- _What the task requires_
Return every one of the following rows unchanged, line for line.

# start of Data supplied

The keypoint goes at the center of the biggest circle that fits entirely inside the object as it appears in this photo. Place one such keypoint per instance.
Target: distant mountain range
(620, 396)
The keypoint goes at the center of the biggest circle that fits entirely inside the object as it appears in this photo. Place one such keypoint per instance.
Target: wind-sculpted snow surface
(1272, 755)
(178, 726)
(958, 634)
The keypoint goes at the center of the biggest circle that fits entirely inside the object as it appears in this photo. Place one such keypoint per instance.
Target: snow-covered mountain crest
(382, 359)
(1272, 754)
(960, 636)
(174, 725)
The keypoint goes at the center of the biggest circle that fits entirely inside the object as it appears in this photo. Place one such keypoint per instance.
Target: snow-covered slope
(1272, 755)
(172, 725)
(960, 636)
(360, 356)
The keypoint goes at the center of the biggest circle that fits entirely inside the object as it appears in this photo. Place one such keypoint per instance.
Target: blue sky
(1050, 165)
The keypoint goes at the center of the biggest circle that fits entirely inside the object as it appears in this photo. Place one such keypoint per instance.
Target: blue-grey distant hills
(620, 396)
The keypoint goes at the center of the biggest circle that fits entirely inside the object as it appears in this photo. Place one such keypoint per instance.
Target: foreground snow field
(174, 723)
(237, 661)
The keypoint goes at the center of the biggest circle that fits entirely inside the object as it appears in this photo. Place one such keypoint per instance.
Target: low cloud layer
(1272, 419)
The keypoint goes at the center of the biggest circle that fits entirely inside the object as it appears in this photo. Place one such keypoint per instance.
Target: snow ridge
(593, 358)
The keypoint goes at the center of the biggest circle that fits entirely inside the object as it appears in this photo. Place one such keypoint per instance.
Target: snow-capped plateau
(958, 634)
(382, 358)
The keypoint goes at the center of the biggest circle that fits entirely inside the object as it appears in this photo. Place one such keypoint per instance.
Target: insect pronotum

# end of Data supplied

- _Answer to this problem_
The keypoint goes at the center of the biggest circle that fits entirely inside the object as it appears in this photo. Place one such keypoint per instance.
Target: distant mountain range
(620, 396)
The keypoint goes at the center of the biggest circle that fits entirely inside the object as it appears in this photo. Place one such keypoint per instance.
Target: wind-sculpted snow surface
(1272, 755)
(178, 726)
(958, 634)
The keypoint goes at the center of the biggest circle that fits entirely inside the object as it appears in this photo. Place one such keypoint per instance.
Target: snow-covered mountain crest
(382, 359)
(1272, 754)
(960, 636)
(174, 725)
The keypoint goes at the center of the biggest circle that fits entirely inside the object as it appears in this photo. Place one such keypoint per instance.
Target: snow-covered slope
(1272, 755)
(172, 725)
(960, 636)
(360, 356)
The keypoint goes at the center of the biggest circle that fits entirely inside the object as it appears in this photo. Place one such keypoint per instance.
Target: blue sky
(1050, 165)
The keypoint goes at the center of the biggest circle that fits entirely inside the object as it appears in this photo. Place one such keypoint per instance.
Target: blue-grey distant hills
(620, 396)
The keypoint goes at the center of the biggest circle that fits entirely inside the object as it appears in this photo. Place one such keypoint per instance.
Target: foreground snow field
(174, 723)
(237, 661)
The keypoint goes at the center of the biggest circle that fits entirely inside the object as it appears in this photo. Place one such keypoint per instance.
Target: low cloud layer
(1272, 419)
The keypoint goes at the center of the biggest circle that fits entirely inside the object as it appears in this photo. Place one such keypoint per instance.
Target: snow ridge
(593, 358)
The keypoint goes at the center of the biggest circle that fits entirely inside the object as it appears in this photo. Place one such keypoint per instance.
Target: snow-capped plateau
(958, 634)
(382, 358)
The keypoint goes at the center of the biggest circle that fits entirely inside the object as it appears in this photo. Place one such keypoint per instance.
Target: insect pronotum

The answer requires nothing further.